=== Passage ===

French president’s Holocaust day speech presages crackdown on Palestine supporters

Image: France’s President François Hollande addresses a Paris ceremony commemorating the seventieth anniversary of the liberation of Auschwitz, 27 January (Presidency of France)

 

The planned crackdown raises concern that French authorities will use their powers to further censor speech critical of Israel under the guise of combating anti-Semitism

 
 

by Ali Abunimah                         The Electronic Intifada

 

French President François Hollande used an International Holocaust Memorial Day speech to confirm that his government plans to tighten its control over what people are allowed to say online.
The planned crackdown raises concern that French authorities will use their powers to further censor speech critical of Israel under the guise of combating anti-Semitism.
“Anti-Semitism has changed its face, but has not lost its age-old roots,” Hollande said at a Paris commemoration of the seventieth anniversary of the Soviet Army’s liberation of Auschwitz.
Today, he said, “it is also nourished by hatred of Israel” and “imports the conflicts of the Middle East.”
This conflation of anti-Semitism with criticism of Israel presages even harsher efforts in France to suppress the Palestine solidarity movement.
Hollande’s speech comes in the wake of a broad crackdown in France that has seen dozens of people sentenced to prison for things they have said or written since three French gunmen murdered 17 people earlier this month in attacks on the offices of the racist magazine Charlie Hebdo, on a Jewish supermarket and on police.
Rebuke to Israel
Hollande also indirectly rebuked Israel for its efforts to precipitate the transfer of France’s Jewish population, telling French Jews, “your place is here, in your home. Our country would no longer be France if we had to live without you.”
In comments likely to anger Israeli officials hoping to exploit the recent attacks in France to encourage Jewish departures, Hollande said: “If terrorism succeeds in driving you from the land of France, from the French language, from French culture, from the French republic which emancipated the Jews, then terrorism would have achieved its goal.” (See a full video of Hollande’s speech in French).

=== Dataset rows ===

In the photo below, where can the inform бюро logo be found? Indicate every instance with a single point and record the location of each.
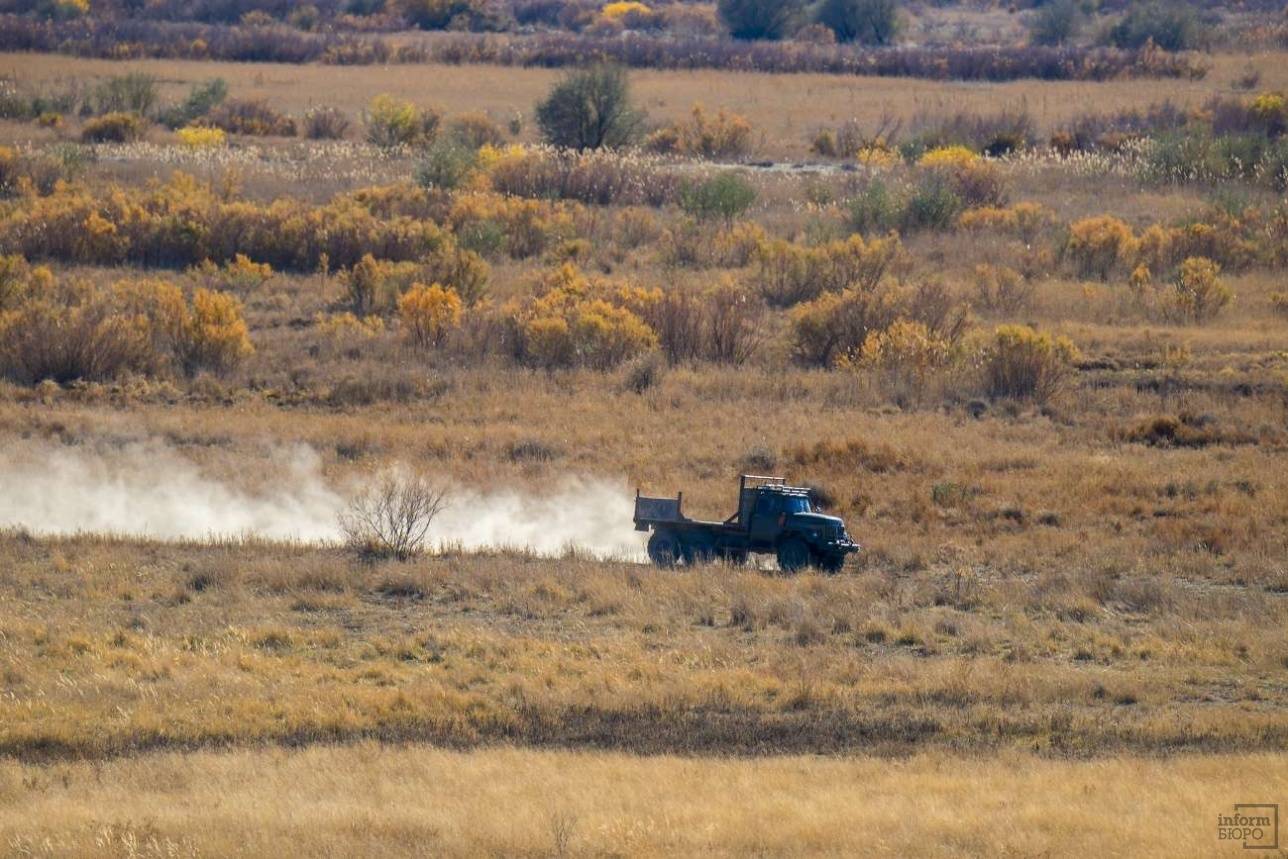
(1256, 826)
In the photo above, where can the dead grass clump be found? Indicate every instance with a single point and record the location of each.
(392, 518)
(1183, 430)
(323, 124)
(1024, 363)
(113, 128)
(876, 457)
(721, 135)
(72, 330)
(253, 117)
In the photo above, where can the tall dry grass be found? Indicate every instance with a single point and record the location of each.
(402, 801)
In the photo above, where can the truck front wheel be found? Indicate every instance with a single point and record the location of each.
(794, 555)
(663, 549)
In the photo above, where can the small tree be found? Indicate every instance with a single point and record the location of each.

===
=== Dataset rows ===

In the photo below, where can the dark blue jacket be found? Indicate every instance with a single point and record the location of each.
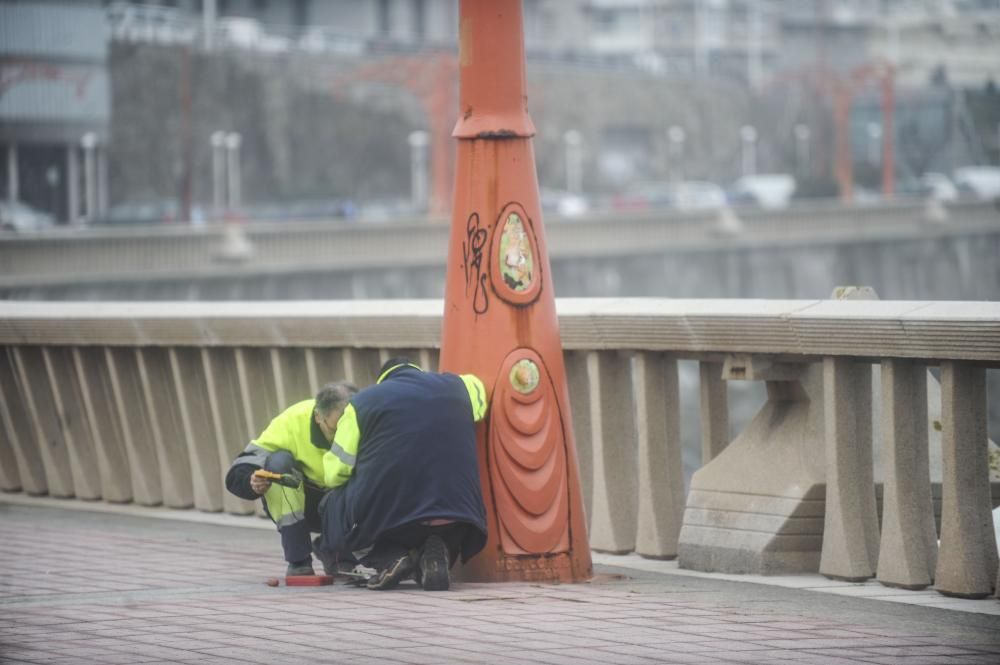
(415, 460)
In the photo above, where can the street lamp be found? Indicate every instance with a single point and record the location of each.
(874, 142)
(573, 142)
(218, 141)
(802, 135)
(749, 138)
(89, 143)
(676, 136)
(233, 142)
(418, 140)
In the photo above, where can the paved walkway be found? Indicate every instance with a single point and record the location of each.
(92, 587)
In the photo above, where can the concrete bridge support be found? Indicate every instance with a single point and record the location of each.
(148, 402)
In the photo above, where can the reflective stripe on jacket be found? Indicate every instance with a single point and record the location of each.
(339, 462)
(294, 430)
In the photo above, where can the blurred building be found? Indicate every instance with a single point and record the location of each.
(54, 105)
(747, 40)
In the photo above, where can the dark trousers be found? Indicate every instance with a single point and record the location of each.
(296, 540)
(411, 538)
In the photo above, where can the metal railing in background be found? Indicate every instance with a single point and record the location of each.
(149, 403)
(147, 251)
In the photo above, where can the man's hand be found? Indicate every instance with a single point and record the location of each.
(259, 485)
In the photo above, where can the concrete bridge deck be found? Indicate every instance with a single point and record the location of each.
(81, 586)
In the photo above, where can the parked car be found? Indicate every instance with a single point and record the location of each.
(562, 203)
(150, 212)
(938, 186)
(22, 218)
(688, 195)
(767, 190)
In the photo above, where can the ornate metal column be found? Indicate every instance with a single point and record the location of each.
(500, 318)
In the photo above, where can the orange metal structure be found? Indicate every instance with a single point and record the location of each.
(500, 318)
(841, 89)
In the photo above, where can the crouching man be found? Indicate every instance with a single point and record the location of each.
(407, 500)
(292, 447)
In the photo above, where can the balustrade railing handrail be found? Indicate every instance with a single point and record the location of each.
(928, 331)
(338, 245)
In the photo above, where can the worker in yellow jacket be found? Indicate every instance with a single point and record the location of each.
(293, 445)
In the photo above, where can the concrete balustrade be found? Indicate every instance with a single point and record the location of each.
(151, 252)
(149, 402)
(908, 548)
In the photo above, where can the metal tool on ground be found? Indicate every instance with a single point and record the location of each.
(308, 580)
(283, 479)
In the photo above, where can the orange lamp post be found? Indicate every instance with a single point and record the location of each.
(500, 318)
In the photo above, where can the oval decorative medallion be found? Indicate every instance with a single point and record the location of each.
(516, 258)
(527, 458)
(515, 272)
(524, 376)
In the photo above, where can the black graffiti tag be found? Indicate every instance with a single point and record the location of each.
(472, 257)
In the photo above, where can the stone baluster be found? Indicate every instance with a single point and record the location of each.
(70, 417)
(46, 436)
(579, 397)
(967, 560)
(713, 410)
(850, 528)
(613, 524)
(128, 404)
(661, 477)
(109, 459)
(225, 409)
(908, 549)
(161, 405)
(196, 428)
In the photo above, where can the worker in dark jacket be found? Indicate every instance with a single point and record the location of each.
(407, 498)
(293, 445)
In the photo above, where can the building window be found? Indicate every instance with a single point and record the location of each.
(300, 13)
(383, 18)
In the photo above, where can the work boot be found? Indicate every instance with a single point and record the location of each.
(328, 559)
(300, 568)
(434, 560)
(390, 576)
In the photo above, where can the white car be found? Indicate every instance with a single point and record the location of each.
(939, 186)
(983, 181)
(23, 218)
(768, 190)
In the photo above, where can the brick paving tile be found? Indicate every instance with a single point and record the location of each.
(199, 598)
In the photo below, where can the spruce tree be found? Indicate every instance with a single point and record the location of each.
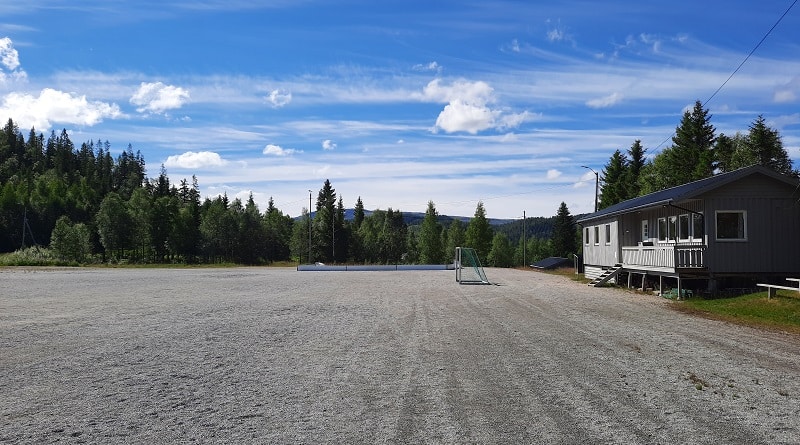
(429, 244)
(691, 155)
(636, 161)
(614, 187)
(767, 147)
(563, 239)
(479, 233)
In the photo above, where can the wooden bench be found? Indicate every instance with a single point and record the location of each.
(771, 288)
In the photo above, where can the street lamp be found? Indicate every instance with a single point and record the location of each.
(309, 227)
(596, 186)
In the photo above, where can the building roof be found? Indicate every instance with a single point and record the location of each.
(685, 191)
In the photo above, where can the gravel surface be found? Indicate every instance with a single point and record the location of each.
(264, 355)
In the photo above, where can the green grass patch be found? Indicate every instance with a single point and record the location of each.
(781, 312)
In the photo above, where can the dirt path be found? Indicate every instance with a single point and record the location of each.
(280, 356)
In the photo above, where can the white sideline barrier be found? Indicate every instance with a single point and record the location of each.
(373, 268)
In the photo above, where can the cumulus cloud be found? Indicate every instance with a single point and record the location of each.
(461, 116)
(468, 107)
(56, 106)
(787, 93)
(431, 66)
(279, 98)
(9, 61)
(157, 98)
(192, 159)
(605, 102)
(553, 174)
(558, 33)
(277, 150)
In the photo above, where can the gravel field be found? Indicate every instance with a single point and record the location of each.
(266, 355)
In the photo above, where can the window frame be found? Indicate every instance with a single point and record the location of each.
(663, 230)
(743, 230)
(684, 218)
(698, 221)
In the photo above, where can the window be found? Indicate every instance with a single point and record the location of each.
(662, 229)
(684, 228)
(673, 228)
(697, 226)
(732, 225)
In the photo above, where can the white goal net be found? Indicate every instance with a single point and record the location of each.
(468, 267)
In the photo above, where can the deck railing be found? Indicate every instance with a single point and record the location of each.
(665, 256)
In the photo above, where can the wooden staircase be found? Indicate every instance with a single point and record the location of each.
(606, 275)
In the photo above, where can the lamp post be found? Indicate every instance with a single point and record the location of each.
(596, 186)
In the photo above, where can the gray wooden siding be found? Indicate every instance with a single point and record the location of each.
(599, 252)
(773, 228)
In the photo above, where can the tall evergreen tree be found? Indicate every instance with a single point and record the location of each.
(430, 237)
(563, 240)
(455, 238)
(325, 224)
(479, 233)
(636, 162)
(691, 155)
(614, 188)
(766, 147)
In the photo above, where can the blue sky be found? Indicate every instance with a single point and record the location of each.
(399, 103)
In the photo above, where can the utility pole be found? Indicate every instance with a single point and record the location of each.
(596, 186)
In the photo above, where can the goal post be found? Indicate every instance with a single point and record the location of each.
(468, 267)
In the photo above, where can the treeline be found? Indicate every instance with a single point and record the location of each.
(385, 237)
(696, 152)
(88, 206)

===

# Required actions:
• A. In the Hollande article, what anniversary did the Paris commemoration mark?
• B. Please reproduce the part of the Hollande article starting with "French President François Hollande used" and going on through "of combating anti-Semitism.".
Rely only on the Hollande article, not on the entries.

# Results:
• A. The seventieth anniversary of the Soviet Army's liberation of Auschwitz.

• B.
French President François Hollande used an International Holocaust Memorial Day speech to confirm that his government plans to tighten its control over what people are allowed to say online.
The planned crackdown raises concern that French authorities will use their powers to further censor speech critical of Israel under the guise of combating anti-Semitism.